Excerpt to read START

Andromeda, Japanese (Pieris)
Plant Health Problems
See Rhododendron for a detailed discussion of problems that may occur and are common to members of this plant family.
Diseases caused by Fungi:
Phytophthora root rot and canker, Phytophthora cactorum.
Symptoms include flagging and dieback of individual branches, which may be killed back to the ground. Reddish-brown cankers may be observed at the base of affected branches.
Growth of the fungus is favored by flooding conditions, so severity of disease may be reduced by improving drainage around the plant and avoiding excessive irrigation. If the infection is limited to one or two branches, progress of the disease may be halted by pruning of affected branches. Control can also be achieved with the use of fungicide treatments applied as soon as symptoms are visible. Among the compounds registered for use in Connecticut are fosetyl-Al and metalaxyl. Consult the label for dosage rates and safety precautions.
Andromeda lace bug, Stephanitis takeyai.
This lace bug feeds on the Japanese Andromeda, Pieris japonica, and occasionally on Azalea kaempheri but rarely if ever on other broadleaf evergreens, including P. floribunda. Both adults and nymphs suck the sap from the undersides of the leaves, causing a mottling or blanching. The adult lace bug is about 1/8" long. The head covering and markings on the sculptured wings are intensely black. Eggs overwinter in the undersides of the lower leaves. There are three or four generations each year. Among the compounds registered for control of this pest in Connecticut are malathion, insecticidal soap or imidacloprid. When needed, malathion or insecticidal soap can be applied where nymphs are feeding during the last week in May, just after eggs have hatched. Imidacloprid, applied as a soil drench, gives systemic, season-long control of this insect. Consult the label for dosage rates and safety precautions.

Excerpt to read END
Listed entries START

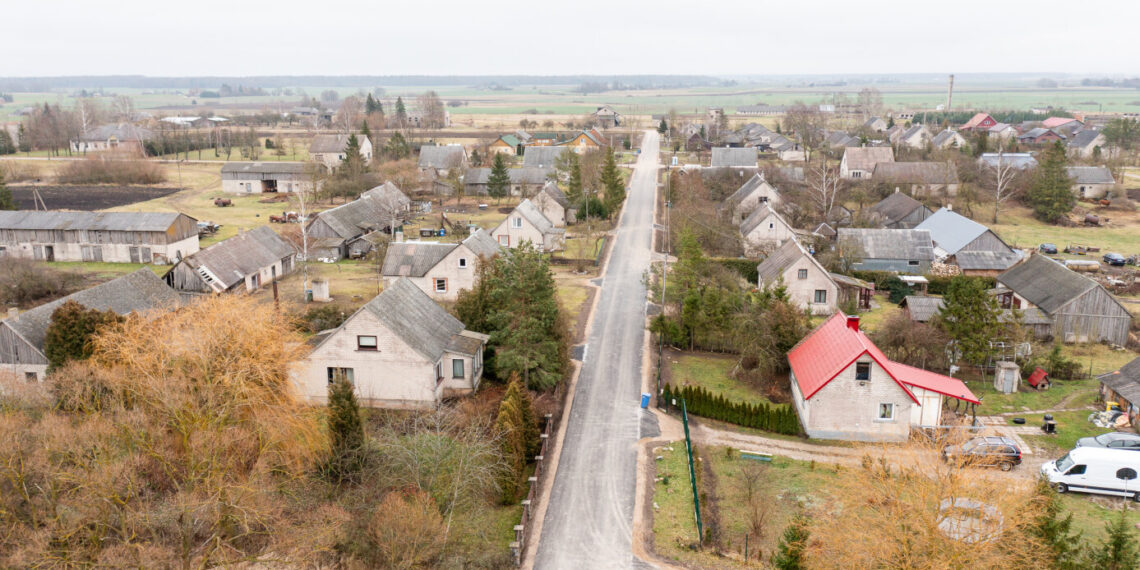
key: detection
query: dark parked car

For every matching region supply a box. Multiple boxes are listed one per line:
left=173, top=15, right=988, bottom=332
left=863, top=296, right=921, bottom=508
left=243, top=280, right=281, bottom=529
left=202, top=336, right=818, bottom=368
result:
left=1105, top=253, right=1124, bottom=266
left=942, top=435, right=1021, bottom=471
left=1076, top=431, right=1140, bottom=451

Listed entries END

* **Tasks for this exercise**:
1) Return the part of the Japanese Andromeda passage from "Growth of the" up to and including "bug, Stephanitis takeyai.".
2) Write the next part of the Japanese Andromeda passage, picking up after its final sentence.
Nothing in the listing is needed for the work here.

* **Answer set**:
1)
Growth of the fungus is favored by flooding conditions, so severity of disease may be reduced by improving drainage around the plant and avoiding excessive irrigation. If the infection is limited to one or two branches, progress of the disease may be halted by pruning of affected branches. Control can also be achieved with the use of fungicide treatments applied as soon as symptoms are visible. Among the compounds registered for use in Connecticut are fosetyl-Al and metalaxyl. Consult the label for dosage rates and safety precautions.
Andromeda lace bug, Stephanitis takeyai.

2)
Southern red mite, Oligonychus ilicis.
The adult mite is extremely small, red, and has eight legs. Eggs overwinter on the undersides of leaves. There are numerous generations each year, with most activity during the spring and fall. Both adults and immatures feed on leaf sap, causing a mottling or blanching. Among the compounds registered for control of this pest in Connecticut are horticultural oil, insecticidal soap, and the restricted use miticide abamectin. Consult the label for dosage rates and safety precautions.